[Location identification material]
** Begin **

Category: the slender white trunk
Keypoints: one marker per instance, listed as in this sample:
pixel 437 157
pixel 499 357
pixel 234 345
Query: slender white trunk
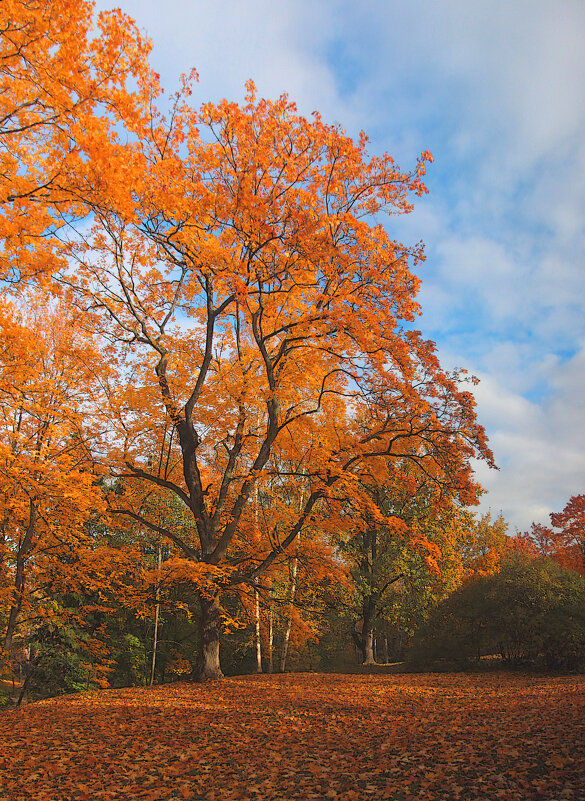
pixel 270 640
pixel 287 633
pixel 156 617
pixel 257 633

** End **

(Written problem) Could you repeat the material above line for line, leaving out the pictures?

(Reply)
Category: the slender white trunk
Keypoints: one marker per instance, listed as in this sample:
pixel 437 157
pixel 499 357
pixel 234 345
Query: slender white trunk
pixel 270 640
pixel 287 633
pixel 156 617
pixel 257 633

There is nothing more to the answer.